Could you lay out all of the material below as a numbered list, skipping blank lines and leaving the pictures out?

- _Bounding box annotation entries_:
■ ■ ■ ■ ■ ■ ■
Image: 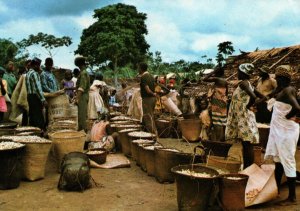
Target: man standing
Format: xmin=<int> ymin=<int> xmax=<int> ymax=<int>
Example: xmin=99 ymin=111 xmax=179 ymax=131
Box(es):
xmin=25 ymin=58 xmax=47 ymax=130
xmin=41 ymin=58 xmax=59 ymax=93
xmin=3 ymin=61 xmax=17 ymax=98
xmin=74 ymin=57 xmax=90 ymax=130
xmin=203 ymin=66 xmax=228 ymax=141
xmin=139 ymin=63 xmax=157 ymax=134
xmin=255 ymin=67 xmax=277 ymax=123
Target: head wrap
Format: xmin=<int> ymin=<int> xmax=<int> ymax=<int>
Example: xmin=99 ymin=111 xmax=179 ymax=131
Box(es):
xmin=74 ymin=56 xmax=87 ymax=67
xmin=31 ymin=57 xmax=42 ymax=65
xmin=239 ymin=63 xmax=254 ymax=75
xmin=258 ymin=66 xmax=269 ymax=73
xmin=275 ymin=66 xmax=292 ymax=80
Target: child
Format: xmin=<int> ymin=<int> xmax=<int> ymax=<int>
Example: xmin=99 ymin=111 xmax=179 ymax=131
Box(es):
xmin=0 ymin=69 xmax=7 ymax=122
xmin=199 ymin=97 xmax=211 ymax=141
xmin=61 ymin=70 xmax=75 ymax=101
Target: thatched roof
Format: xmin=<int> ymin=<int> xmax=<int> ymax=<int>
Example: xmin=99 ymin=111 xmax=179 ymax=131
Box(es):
xmin=225 ymin=45 xmax=300 ymax=89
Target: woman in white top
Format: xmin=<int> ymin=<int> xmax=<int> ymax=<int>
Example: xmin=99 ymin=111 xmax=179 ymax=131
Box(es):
xmin=88 ymin=80 xmax=106 ymax=119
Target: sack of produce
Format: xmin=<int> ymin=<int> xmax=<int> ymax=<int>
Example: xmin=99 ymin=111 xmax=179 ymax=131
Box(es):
xmin=57 ymin=152 xmax=91 ymax=191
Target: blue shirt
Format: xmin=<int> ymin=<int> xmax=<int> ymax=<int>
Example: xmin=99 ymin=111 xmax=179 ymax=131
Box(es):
xmin=109 ymin=96 xmax=116 ymax=105
xmin=41 ymin=70 xmax=59 ymax=93
xmin=25 ymin=69 xmax=45 ymax=102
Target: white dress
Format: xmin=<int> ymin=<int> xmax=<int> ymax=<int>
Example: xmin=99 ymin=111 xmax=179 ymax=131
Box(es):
xmin=88 ymin=80 xmax=105 ymax=119
xmin=265 ymin=99 xmax=299 ymax=177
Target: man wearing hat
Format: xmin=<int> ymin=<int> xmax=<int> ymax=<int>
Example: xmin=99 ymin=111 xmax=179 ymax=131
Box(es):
xmin=255 ymin=67 xmax=277 ymax=123
xmin=74 ymin=56 xmax=90 ymax=130
xmin=225 ymin=63 xmax=264 ymax=168
xmin=265 ymin=67 xmax=300 ymax=205
xmin=41 ymin=57 xmax=59 ymax=93
xmin=139 ymin=63 xmax=157 ymax=134
xmin=25 ymin=58 xmax=47 ymax=130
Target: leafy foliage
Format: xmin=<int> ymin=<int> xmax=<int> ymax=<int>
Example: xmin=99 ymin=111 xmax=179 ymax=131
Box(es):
xmin=0 ymin=39 xmax=28 ymax=67
xmin=75 ymin=3 xmax=149 ymax=71
xmin=17 ymin=32 xmax=72 ymax=57
xmin=0 ymin=39 xmax=18 ymax=66
xmin=216 ymin=41 xmax=234 ymax=66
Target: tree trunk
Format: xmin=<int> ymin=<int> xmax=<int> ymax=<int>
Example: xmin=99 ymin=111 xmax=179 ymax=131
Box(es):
xmin=113 ymin=58 xmax=118 ymax=88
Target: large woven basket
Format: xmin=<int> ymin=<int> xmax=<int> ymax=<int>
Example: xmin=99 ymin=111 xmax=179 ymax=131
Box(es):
xmin=207 ymin=155 xmax=242 ymax=173
xmin=22 ymin=142 xmax=51 ymax=181
xmin=49 ymin=130 xmax=86 ymax=170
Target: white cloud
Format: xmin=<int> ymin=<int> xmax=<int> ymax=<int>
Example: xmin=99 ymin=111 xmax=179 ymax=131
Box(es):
xmin=74 ymin=12 xmax=96 ymax=28
xmin=0 ymin=0 xmax=300 ymax=67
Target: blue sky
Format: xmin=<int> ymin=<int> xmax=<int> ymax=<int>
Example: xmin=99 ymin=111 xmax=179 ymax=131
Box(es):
xmin=0 ymin=0 xmax=300 ymax=68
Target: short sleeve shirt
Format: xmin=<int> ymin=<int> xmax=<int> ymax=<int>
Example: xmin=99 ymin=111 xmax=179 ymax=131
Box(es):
xmin=76 ymin=70 xmax=90 ymax=93
xmin=140 ymin=72 xmax=155 ymax=98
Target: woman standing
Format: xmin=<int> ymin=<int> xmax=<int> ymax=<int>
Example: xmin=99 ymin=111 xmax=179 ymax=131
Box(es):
xmin=74 ymin=57 xmax=90 ymax=131
xmin=265 ymin=67 xmax=300 ymax=205
xmin=225 ymin=63 xmax=264 ymax=168
xmin=0 ymin=69 xmax=7 ymax=123
xmin=88 ymin=80 xmax=107 ymax=119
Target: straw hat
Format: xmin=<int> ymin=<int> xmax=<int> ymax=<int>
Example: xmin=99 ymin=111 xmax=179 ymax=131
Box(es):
xmin=275 ymin=66 xmax=292 ymax=80
xmin=239 ymin=63 xmax=254 ymax=75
■ ■ ■ ■ ■ ■ ■
- _RESULT OF THIS EXERCISE_:
1. Image: 
2. Target: man standing
3. Format: xmin=<int> ymin=<int> xmax=<int> ymax=<int>
4. Example: xmin=99 ymin=111 xmax=179 ymax=131
5. Box(es):
6. xmin=25 ymin=58 xmax=47 ymax=130
7. xmin=41 ymin=58 xmax=59 ymax=93
8. xmin=3 ymin=61 xmax=17 ymax=98
9. xmin=74 ymin=57 xmax=90 ymax=130
10. xmin=203 ymin=66 xmax=228 ymax=141
11. xmin=139 ymin=63 xmax=157 ymax=134
12. xmin=255 ymin=67 xmax=277 ymax=123
13. Target: head wrap
14. Format: xmin=<int> ymin=<int> xmax=<int> ymax=<int>
15. Example: xmin=99 ymin=111 xmax=179 ymax=131
16. Box(es):
17. xmin=74 ymin=56 xmax=87 ymax=67
18. xmin=31 ymin=57 xmax=42 ymax=65
19. xmin=239 ymin=63 xmax=254 ymax=75
20. xmin=258 ymin=66 xmax=269 ymax=73
21. xmin=275 ymin=66 xmax=292 ymax=80
22. Target: child
23. Format: xmin=<int> ymin=<int> xmax=<int> ymax=<int>
24. Example: xmin=99 ymin=111 xmax=179 ymax=131
25. Box(es):
26. xmin=0 ymin=69 xmax=7 ymax=122
27. xmin=199 ymin=97 xmax=211 ymax=141
28. xmin=61 ymin=70 xmax=75 ymax=101
29. Target: thatched roof
30. Format: xmin=<int> ymin=<int> xmax=<int> ymax=<int>
31. Example: xmin=99 ymin=111 xmax=179 ymax=131
32. Box(es):
33. xmin=225 ymin=45 xmax=300 ymax=89
34. Target: woman in white top
35. Format: xmin=<int> ymin=<int> xmax=<int> ymax=<int>
36. Example: xmin=99 ymin=111 xmax=179 ymax=131
37. Box(es):
38. xmin=88 ymin=80 xmax=106 ymax=119
39. Target: sack of produce
40. Format: xmin=<int> ymin=<int> xmax=<int> ymax=<int>
41. Example: xmin=99 ymin=111 xmax=179 ymax=131
42. Box(es):
43. xmin=57 ymin=152 xmax=91 ymax=191
44. Target: blue shirt
45. Format: xmin=<int> ymin=<int> xmax=<int> ymax=<int>
46. Example: xmin=99 ymin=111 xmax=179 ymax=131
47. Box(es):
48. xmin=109 ymin=96 xmax=116 ymax=105
49. xmin=41 ymin=70 xmax=59 ymax=93
50. xmin=25 ymin=69 xmax=45 ymax=102
51. Target: white dress
52. Format: xmin=<int> ymin=<int> xmax=<int> ymax=<int>
53. Example: xmin=99 ymin=111 xmax=179 ymax=131
54. Box(es):
55. xmin=88 ymin=80 xmax=105 ymax=119
56. xmin=265 ymin=99 xmax=299 ymax=177
57. Target: man wearing hat
58. Format: xmin=<int> ymin=<int> xmax=<int> ymax=<int>
59. Example: xmin=99 ymin=111 xmax=179 ymax=131
60. Box(es):
61. xmin=255 ymin=67 xmax=277 ymax=123
62. xmin=74 ymin=56 xmax=90 ymax=130
63. xmin=225 ymin=63 xmax=264 ymax=168
64. xmin=265 ymin=67 xmax=300 ymax=205
65. xmin=41 ymin=57 xmax=59 ymax=93
66. xmin=139 ymin=63 xmax=157 ymax=134
67. xmin=25 ymin=58 xmax=47 ymax=130
68. Target: leafy foliage
69. Format: xmin=<int> ymin=<int> xmax=<int> ymax=<int>
70. Example: xmin=99 ymin=111 xmax=179 ymax=131
71. Box(es):
72. xmin=0 ymin=39 xmax=28 ymax=67
73. xmin=75 ymin=3 xmax=149 ymax=71
74. xmin=17 ymin=32 xmax=72 ymax=57
75. xmin=0 ymin=39 xmax=18 ymax=66
76. xmin=216 ymin=41 xmax=234 ymax=66
77. Target: tree trunk
78. Format: xmin=<int> ymin=<int> xmax=<int> ymax=<int>
79. Example: xmin=99 ymin=111 xmax=179 ymax=131
80. Box(es):
81. xmin=113 ymin=58 xmax=118 ymax=88
82. Target: large woven basket
83. Format: xmin=<int> ymin=<int> xmax=<int> ymax=<int>
84. Example: xmin=99 ymin=111 xmax=179 ymax=131
85. Box(es):
86. xmin=207 ymin=155 xmax=242 ymax=173
87. xmin=22 ymin=142 xmax=51 ymax=181
88. xmin=49 ymin=130 xmax=86 ymax=170
89. Target: white cloud
90. Format: xmin=<int> ymin=<int> xmax=<int> ymax=<int>
91. Example: xmin=99 ymin=111 xmax=179 ymax=131
92. Box(es):
93. xmin=74 ymin=12 xmax=96 ymax=28
94. xmin=0 ymin=0 xmax=300 ymax=67
95. Target: blue sky
96. Format: xmin=<int> ymin=<int> xmax=<int> ymax=<int>
97. Example: xmin=99 ymin=111 xmax=179 ymax=131
98. Box(es):
99. xmin=0 ymin=0 xmax=300 ymax=68
100. Target: short sleeve shirt
101. Format: xmin=<int> ymin=<int> xmax=<int> ymax=<int>
102. Example: xmin=99 ymin=111 xmax=179 ymax=131
103. Box(es):
104. xmin=76 ymin=70 xmax=90 ymax=93
105. xmin=140 ymin=72 xmax=155 ymax=98
106. Target: woman standing
107. Format: xmin=<int> ymin=<int> xmax=<int> ymax=<int>
108. Example: xmin=99 ymin=111 xmax=179 ymax=131
109. Box(es):
110. xmin=74 ymin=57 xmax=90 ymax=131
111. xmin=265 ymin=67 xmax=300 ymax=205
112. xmin=225 ymin=63 xmax=264 ymax=168
113. xmin=0 ymin=69 xmax=7 ymax=123
114. xmin=88 ymin=80 xmax=107 ymax=119
115. Target: straw hat
116. Format: xmin=<int> ymin=<int> xmax=<int> ymax=<int>
117. Example: xmin=99 ymin=111 xmax=179 ymax=131
118. Box(es):
119. xmin=275 ymin=66 xmax=292 ymax=80
120. xmin=239 ymin=63 xmax=254 ymax=75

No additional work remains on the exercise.